**EXERCISE INSTRUCTIONS**: Collect each line of the records containing the string "shape".

Referring expression pointing data

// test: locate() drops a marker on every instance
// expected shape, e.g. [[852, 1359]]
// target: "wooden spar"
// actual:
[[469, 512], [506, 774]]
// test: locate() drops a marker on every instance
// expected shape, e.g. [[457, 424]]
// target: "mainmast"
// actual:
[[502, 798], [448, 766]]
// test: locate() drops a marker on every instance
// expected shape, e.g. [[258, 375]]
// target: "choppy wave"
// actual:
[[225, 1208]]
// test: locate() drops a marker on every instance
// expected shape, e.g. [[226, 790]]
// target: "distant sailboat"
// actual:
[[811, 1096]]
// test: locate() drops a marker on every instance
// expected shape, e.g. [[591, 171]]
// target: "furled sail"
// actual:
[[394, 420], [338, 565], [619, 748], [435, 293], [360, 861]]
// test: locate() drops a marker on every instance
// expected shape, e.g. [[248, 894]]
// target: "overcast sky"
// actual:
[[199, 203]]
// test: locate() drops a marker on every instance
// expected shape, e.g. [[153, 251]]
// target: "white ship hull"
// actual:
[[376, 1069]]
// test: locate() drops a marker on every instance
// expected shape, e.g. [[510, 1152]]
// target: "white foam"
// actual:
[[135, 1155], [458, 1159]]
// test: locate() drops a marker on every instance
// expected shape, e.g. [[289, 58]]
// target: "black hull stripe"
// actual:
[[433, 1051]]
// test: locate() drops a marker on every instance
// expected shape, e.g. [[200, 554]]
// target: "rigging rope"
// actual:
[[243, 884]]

**EXERCISE SOLUTION**:
// expected shape, e.g. [[852, 1359]]
// expected shape, e.g. [[457, 424]]
// expected shape, e.g. [[258, 375]]
// expected shape, e.g. [[226, 790]]
// expected shape, e.g. [[591, 171]]
// expected shape, e.g. [[248, 894]]
// expected shape, e.g. [[153, 251]]
// expected shape, e.g. [[510, 1152]]
// expected shape, e.g. [[289, 58]]
// expected shape, e.g. [[200, 554]]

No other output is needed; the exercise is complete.